__WHAT IS BEING ASKED__: Everything in the listing below from the line containing "box: [516, 867, 595, 919]" through the line containing "685L175 697L191 699L204" must be repeated exactly; the remaining lines are not wanted.

__DATA__:
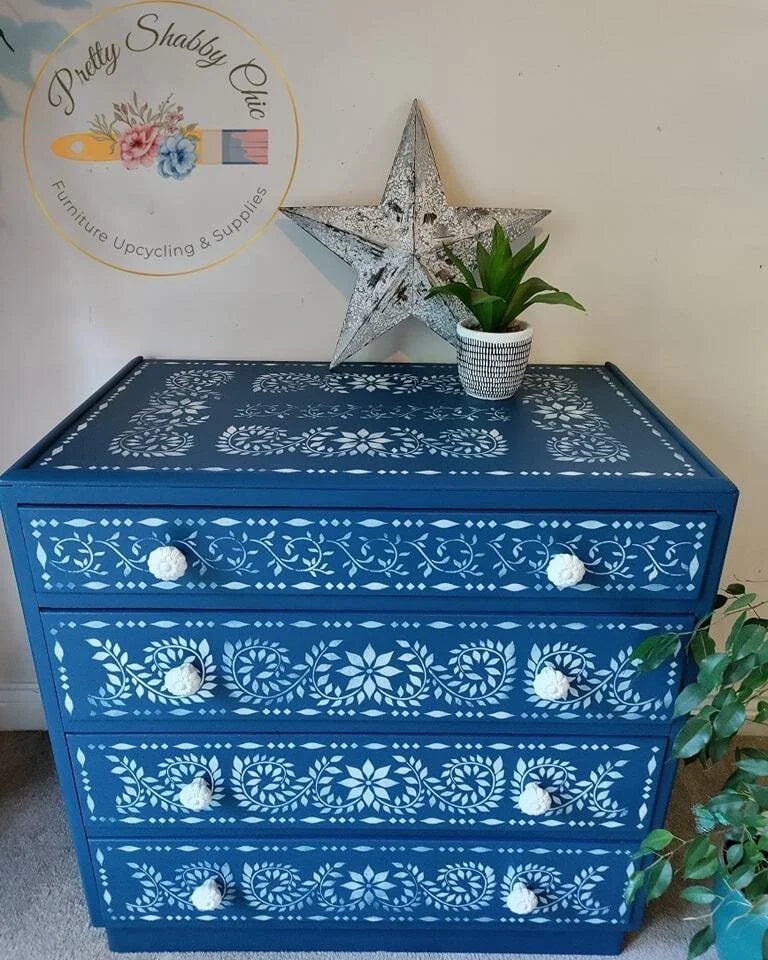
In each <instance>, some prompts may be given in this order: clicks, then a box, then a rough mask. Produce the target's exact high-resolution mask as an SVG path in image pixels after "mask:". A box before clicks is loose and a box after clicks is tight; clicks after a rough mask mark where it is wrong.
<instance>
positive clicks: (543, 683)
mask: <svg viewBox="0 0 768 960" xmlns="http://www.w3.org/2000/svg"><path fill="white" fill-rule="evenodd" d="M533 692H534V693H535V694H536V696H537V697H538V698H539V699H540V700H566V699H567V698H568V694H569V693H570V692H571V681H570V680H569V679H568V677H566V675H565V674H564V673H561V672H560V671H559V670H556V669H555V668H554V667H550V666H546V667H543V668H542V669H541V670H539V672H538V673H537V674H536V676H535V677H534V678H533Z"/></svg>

* * *

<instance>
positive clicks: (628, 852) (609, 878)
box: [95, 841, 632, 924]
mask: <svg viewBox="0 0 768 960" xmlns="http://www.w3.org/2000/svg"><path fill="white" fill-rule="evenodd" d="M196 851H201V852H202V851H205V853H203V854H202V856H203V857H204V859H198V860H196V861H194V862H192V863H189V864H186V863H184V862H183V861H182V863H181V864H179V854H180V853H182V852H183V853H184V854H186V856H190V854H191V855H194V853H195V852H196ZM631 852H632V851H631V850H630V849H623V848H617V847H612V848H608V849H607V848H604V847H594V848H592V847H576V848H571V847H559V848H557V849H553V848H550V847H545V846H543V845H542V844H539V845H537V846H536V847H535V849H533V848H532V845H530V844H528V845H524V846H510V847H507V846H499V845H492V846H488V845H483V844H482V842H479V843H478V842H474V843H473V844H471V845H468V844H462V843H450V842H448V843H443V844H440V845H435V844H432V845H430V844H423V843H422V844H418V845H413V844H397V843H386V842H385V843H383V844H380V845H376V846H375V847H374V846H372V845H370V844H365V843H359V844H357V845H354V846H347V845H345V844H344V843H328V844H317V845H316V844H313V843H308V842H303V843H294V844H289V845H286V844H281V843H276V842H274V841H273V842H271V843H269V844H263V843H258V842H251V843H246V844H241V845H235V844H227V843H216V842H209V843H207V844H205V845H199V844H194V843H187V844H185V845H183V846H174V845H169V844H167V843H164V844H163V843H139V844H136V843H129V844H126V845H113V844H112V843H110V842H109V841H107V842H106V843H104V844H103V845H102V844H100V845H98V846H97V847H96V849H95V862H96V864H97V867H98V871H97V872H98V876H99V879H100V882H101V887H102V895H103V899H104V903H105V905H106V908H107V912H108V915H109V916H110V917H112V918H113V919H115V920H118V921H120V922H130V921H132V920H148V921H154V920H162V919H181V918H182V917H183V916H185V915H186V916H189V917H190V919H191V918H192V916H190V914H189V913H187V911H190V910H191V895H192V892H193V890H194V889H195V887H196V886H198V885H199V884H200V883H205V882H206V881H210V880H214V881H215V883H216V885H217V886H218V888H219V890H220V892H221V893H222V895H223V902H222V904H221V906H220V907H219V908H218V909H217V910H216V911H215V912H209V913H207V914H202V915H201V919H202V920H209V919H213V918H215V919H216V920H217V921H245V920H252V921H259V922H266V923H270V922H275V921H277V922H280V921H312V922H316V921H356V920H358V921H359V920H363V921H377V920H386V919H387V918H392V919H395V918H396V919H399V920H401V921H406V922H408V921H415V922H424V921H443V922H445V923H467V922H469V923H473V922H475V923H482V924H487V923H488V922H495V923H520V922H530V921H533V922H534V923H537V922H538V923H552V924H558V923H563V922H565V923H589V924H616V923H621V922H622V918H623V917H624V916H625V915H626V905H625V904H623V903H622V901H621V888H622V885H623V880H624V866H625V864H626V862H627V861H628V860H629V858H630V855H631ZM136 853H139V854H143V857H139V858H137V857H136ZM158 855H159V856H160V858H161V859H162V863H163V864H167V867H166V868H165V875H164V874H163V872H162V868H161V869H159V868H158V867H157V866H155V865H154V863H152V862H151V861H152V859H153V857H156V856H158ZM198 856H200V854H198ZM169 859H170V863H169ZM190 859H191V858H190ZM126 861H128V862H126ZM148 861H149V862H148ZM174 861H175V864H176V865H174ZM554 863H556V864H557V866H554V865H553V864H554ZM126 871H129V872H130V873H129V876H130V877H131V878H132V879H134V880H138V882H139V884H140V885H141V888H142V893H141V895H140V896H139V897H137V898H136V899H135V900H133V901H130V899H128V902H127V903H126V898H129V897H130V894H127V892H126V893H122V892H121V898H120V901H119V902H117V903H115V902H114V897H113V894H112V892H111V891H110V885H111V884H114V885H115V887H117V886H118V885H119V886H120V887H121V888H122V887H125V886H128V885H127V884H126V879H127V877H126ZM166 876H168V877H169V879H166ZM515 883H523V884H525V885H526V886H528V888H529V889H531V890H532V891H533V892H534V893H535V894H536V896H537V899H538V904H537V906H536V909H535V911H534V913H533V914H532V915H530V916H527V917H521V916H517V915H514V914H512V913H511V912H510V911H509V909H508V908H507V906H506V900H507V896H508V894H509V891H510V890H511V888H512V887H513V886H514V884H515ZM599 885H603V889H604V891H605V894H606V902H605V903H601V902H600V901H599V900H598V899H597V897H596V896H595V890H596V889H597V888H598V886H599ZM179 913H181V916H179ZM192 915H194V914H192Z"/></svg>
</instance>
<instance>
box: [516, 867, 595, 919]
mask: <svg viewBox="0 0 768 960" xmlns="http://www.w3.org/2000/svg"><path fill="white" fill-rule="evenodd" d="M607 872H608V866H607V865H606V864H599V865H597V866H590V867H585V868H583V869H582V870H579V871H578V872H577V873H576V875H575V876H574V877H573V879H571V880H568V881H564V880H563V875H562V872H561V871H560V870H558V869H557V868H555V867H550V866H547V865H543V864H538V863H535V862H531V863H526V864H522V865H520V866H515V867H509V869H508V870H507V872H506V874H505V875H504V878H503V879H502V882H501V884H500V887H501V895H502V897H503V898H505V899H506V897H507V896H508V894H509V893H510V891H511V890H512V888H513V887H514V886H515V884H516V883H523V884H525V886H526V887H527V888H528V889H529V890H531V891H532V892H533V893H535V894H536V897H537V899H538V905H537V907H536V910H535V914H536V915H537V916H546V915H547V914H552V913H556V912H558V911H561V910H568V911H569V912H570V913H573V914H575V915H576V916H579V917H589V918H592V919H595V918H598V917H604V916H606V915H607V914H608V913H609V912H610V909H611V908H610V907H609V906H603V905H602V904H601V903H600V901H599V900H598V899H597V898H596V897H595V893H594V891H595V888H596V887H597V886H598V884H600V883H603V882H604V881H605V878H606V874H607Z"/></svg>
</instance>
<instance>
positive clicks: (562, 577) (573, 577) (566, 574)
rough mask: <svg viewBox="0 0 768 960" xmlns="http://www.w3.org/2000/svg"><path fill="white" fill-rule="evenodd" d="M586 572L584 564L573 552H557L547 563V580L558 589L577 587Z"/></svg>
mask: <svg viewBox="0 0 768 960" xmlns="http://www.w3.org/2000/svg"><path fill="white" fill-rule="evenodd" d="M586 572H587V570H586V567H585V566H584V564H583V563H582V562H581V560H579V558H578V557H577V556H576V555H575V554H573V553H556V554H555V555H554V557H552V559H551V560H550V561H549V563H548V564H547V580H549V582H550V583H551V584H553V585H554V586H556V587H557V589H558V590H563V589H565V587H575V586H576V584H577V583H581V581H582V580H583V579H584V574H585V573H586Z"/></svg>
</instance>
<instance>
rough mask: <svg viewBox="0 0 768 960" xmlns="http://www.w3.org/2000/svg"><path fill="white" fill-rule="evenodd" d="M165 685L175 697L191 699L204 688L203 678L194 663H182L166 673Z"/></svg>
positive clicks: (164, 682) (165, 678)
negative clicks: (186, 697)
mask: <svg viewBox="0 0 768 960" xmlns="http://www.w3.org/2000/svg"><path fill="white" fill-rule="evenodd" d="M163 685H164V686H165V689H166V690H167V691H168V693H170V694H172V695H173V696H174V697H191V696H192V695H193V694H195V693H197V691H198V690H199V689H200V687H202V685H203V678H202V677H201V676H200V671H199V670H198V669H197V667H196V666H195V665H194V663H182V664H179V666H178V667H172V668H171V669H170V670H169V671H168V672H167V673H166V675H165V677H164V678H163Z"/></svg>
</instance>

__RESULT FOR THIS TASK__:
box: [516, 867, 595, 919]
mask: <svg viewBox="0 0 768 960" xmlns="http://www.w3.org/2000/svg"><path fill="white" fill-rule="evenodd" d="M607 872H608V866H607V865H606V864H599V865H597V866H590V867H585V868H583V869H582V870H579V871H578V872H577V873H576V875H575V876H574V877H573V879H571V880H568V881H564V880H563V875H562V872H561V871H560V870H558V869H557V868H555V867H550V866H547V865H543V864H538V863H535V862H531V863H526V864H522V865H520V866H515V867H509V869H508V870H507V872H506V874H505V875H504V878H503V879H502V882H501V884H500V887H501V895H502V897H503V898H505V899H506V897H507V896H508V894H509V893H510V891H511V890H512V888H513V887H514V886H515V884H516V883H523V884H525V886H526V887H527V888H528V889H529V890H531V891H532V892H533V893H535V894H536V897H537V899H538V905H537V907H536V910H535V914H536V915H537V916H546V915H547V914H552V913H556V912H558V911H561V910H568V911H569V912H570V913H573V914H575V915H576V916H579V917H589V918H592V919H595V918H598V917H604V916H606V915H607V914H608V913H609V912H610V909H611V908H610V907H609V906H603V905H602V904H601V903H600V901H599V900H598V899H597V898H596V897H595V893H594V891H595V888H596V887H597V886H598V884H600V883H603V882H604V881H605V878H606V874H607Z"/></svg>
</instance>
<instance>
positive clicks: (562, 577) (573, 577) (566, 574)
rough mask: <svg viewBox="0 0 768 960" xmlns="http://www.w3.org/2000/svg"><path fill="white" fill-rule="evenodd" d="M586 572L584 564L573 552H557L547 563V580L558 589L577 587Z"/></svg>
mask: <svg viewBox="0 0 768 960" xmlns="http://www.w3.org/2000/svg"><path fill="white" fill-rule="evenodd" d="M586 572H587V570H586V567H585V566H584V564H583V563H582V562H581V560H579V558H578V557H577V556H576V555H575V554H573V553H556V554H555V555H554V557H552V559H551V560H550V561H549V563H548V564H547V580H549V582H550V583H551V584H553V585H554V586H556V587H557V589H558V590H563V589H565V587H575V586H576V584H577V583H581V581H582V580H583V579H584V574H585V573H586Z"/></svg>
</instance>
<instance>
rough mask: <svg viewBox="0 0 768 960" xmlns="http://www.w3.org/2000/svg"><path fill="white" fill-rule="evenodd" d="M165 685L175 697L191 699L204 688L203 678L194 663H182L166 673Z"/></svg>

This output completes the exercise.